╭─ Entries supplied
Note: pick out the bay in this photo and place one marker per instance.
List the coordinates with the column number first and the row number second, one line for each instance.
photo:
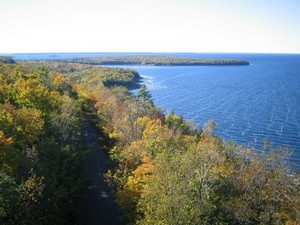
column 248, row 103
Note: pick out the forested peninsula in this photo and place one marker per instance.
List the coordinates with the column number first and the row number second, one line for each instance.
column 162, row 169
column 156, row 61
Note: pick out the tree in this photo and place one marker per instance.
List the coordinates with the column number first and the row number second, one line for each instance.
column 144, row 93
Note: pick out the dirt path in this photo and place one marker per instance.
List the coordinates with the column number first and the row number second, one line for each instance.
column 97, row 207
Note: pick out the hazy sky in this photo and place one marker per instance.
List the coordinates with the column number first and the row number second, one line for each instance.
column 150, row 26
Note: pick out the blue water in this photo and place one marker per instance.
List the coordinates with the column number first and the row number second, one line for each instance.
column 248, row 103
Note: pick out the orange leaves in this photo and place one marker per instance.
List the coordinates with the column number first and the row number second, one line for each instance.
column 31, row 94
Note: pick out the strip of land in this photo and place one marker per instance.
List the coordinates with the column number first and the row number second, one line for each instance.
column 157, row 61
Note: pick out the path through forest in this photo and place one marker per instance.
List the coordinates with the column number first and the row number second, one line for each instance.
column 97, row 206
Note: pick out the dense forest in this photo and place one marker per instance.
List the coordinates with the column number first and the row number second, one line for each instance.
column 156, row 60
column 163, row 169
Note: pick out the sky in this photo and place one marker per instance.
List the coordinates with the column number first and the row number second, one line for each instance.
column 241, row 26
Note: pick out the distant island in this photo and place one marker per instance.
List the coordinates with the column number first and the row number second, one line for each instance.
column 157, row 61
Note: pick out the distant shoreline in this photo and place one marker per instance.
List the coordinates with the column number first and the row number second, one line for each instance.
column 156, row 61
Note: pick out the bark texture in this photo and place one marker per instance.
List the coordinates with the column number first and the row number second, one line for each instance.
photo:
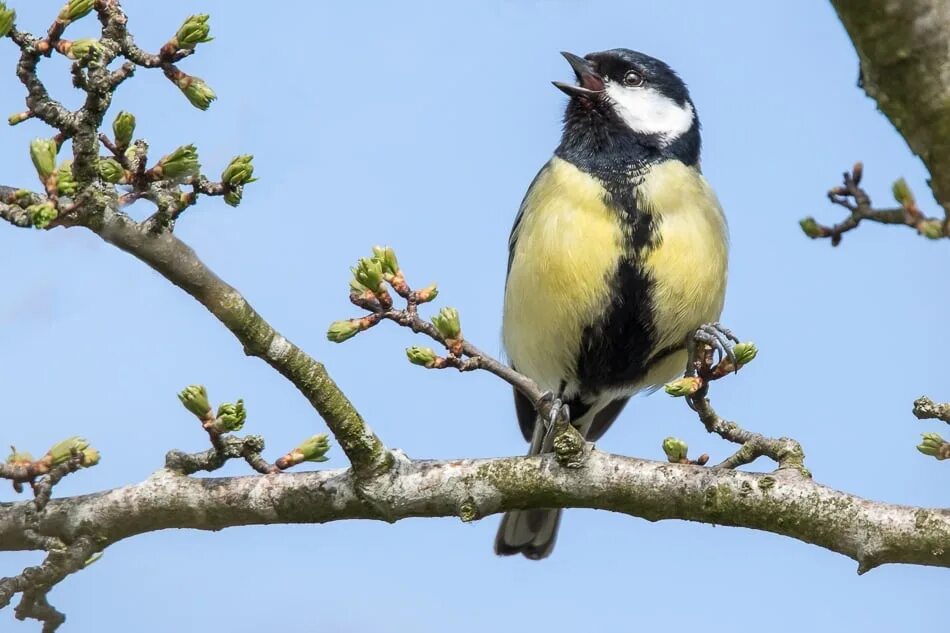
column 904, row 52
column 785, row 502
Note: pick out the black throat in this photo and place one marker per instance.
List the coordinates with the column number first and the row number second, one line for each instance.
column 596, row 141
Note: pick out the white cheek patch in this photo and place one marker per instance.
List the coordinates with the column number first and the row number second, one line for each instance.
column 646, row 111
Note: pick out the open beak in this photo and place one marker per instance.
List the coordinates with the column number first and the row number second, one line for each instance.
column 590, row 85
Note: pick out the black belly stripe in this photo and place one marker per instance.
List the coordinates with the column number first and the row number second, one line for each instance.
column 617, row 350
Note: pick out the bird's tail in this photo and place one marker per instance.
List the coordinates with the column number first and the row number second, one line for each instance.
column 529, row 532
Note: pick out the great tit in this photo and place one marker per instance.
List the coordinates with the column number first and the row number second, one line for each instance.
column 617, row 256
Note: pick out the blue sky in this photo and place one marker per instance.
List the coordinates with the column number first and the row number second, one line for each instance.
column 420, row 124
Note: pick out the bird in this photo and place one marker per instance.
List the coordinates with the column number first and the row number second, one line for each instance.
column 617, row 260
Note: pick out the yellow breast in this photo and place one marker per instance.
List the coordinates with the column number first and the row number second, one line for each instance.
column 689, row 265
column 567, row 247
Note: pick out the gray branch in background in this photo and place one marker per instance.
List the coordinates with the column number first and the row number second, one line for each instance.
column 904, row 52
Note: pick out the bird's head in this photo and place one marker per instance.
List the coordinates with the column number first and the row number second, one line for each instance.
column 623, row 92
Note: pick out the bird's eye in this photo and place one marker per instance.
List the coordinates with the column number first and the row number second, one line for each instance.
column 633, row 79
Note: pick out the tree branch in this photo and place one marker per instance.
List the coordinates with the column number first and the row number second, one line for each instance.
column 905, row 67
column 784, row 503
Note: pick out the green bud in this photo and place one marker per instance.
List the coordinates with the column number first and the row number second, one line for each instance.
column 423, row 356
column 932, row 230
column 123, row 127
column 43, row 152
column 111, row 171
column 369, row 272
column 80, row 49
column 313, row 449
column 65, row 184
column 902, row 193
column 340, row 331
column 810, row 227
column 63, row 451
column 19, row 117
column 239, row 171
column 934, row 445
column 180, row 164
column 357, row 287
column 42, row 214
column 231, row 417
column 232, row 197
column 7, row 17
column 19, row 457
column 427, row 294
column 744, row 352
column 194, row 31
column 196, row 91
column 447, row 323
column 683, row 387
column 75, row 10
column 675, row 449
column 195, row 399
column 90, row 457
column 386, row 256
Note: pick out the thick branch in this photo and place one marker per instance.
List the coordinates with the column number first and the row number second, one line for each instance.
column 178, row 263
column 783, row 503
column 904, row 52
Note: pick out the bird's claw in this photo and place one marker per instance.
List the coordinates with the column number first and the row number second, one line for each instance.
column 552, row 411
column 717, row 337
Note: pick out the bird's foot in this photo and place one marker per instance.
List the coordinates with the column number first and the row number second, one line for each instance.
column 717, row 337
column 552, row 412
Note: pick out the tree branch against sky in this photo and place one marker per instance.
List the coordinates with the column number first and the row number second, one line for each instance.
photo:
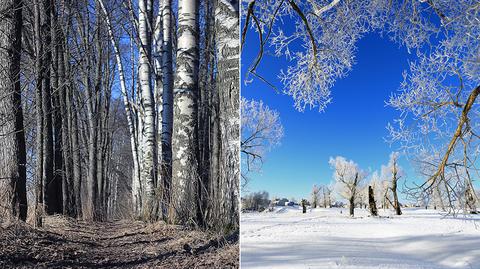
column 261, row 131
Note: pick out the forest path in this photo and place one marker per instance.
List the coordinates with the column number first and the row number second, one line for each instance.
column 67, row 243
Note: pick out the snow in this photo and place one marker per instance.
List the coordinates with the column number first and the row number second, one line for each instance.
column 325, row 238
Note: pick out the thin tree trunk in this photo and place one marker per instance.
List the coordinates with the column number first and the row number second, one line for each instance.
column 184, row 143
column 167, row 103
column 12, row 134
column 228, row 48
column 39, row 204
column 371, row 202
column 147, row 105
column 396, row 204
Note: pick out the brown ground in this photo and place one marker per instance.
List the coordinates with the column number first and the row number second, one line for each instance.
column 66, row 243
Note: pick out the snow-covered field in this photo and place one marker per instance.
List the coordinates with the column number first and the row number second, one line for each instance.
column 325, row 238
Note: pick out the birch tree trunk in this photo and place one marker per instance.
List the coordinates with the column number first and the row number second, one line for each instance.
column 228, row 87
column 184, row 143
column 39, row 204
column 13, row 201
column 167, row 106
column 147, row 105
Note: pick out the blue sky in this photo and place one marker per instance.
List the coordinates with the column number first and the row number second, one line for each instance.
column 353, row 125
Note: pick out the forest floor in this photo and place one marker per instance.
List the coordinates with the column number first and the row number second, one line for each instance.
column 329, row 238
column 67, row 243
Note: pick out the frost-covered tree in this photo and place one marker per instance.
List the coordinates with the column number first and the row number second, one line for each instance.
column 391, row 173
column 261, row 131
column 315, row 196
column 439, row 120
column 348, row 178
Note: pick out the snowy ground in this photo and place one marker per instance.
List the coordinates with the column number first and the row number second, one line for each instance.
column 325, row 238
╰─
Problem to solve
Scan the material above for the word "tree", and copy every line in which it is found.

Exercise solution
Note: pick out the tree in this photo and place one marker per instance.
Note: pick out the tree branch in this photo and place one marker per instance.
Note: pick out the tree branch against sky in this photo and place one marker per instance.
Note: pick out the thin tree trunk in this photo and place one marker per instance.
Note: pick out the birch tree trunk in this photo and place one marker per instance.
Note: pick out the frost-covered tree in this photo and place one marker per instance.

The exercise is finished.